• PASSAGE PROVIDED
**********
From CFS to DSEFS
Cassandra File System (CFS) is the default distributed file system in the DataStax Enterprise platform in versions 2.0 to 5.0. Its primary purpose is to support Hadoop and Spark workloads with temporary Hadoop-compatible storage. In DSE 5.1, CFS has been deprecated and replaced with a much improved DataStax Enterprise File System (DSEFS). DSEFS is available as an option in DSE 5.0, and was made the default distributed file system in DSE 5.1.
A Brief History of CFS
CFS stores file data in Apache Cassandra®. This allows for reuse of Cassandra features and offers scalability, high availability and great operational simplicity. Just as Cassandra is shared-nothing, CFS is shared-nothing as well. It scales linearly with the number of nodes in either performance and capacity.
Because Cassandra was not designed to store huge blobs of binary data as single cells, files in CFS have to be split into blocks and subblocks. Subblocks are each 2 MB large by default. A block is stored in a table partition. A subblock is stored in a table cell. The inodes table stores file metadata such as name and attributes and a list of block identifiers.
**********
• DATA SEGMENT
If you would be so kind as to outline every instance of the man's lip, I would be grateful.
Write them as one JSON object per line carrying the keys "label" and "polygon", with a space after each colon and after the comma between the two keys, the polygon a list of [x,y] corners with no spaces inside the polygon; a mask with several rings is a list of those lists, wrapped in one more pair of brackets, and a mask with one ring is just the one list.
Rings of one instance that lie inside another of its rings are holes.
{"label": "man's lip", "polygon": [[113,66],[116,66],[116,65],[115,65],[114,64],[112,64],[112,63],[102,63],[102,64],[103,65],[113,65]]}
**********
Go on with the text on moving from CFS to DSEFS, starting after its last sentence. The lines play no part in the work.

Except for Cassandra, CFS has almost no server-side components. All the operations like looking up or creating files, splitting/merging subblocks, and data compression/decompression are performed by the client. Therefore to access CFS, the client needs thrift access to Cassandra.
CFS Limitations
Unfortunately this design comes with a few limitations:
- A subblock must be fully loaded into memory and transferred between the client and the storage before the operation timeout happens. This increases memory use.
- When writing to Cassandra, each row has to be written at least twice - for the first time to the commit log, and for the second time to a new sstable on disk.
- There is additional I/O overhead of Cassandra compaction, particularly for write-heavy workloads.
- Reclaiming space after deleting files is deferred until compaction. This can get particularly bad when dealing with workloads that cause writing temporary files, e.g. when doing exploratory analytics with Spark. When SizeTieredCompactionStrategy is used, this can result in taking several times more space than needed.
- Authorization is weak, because it is implemented on the client-side. The server administrator can only restrict who may and who may not access CFS at all, but it is not possible to restrict access to a part of the directory tree.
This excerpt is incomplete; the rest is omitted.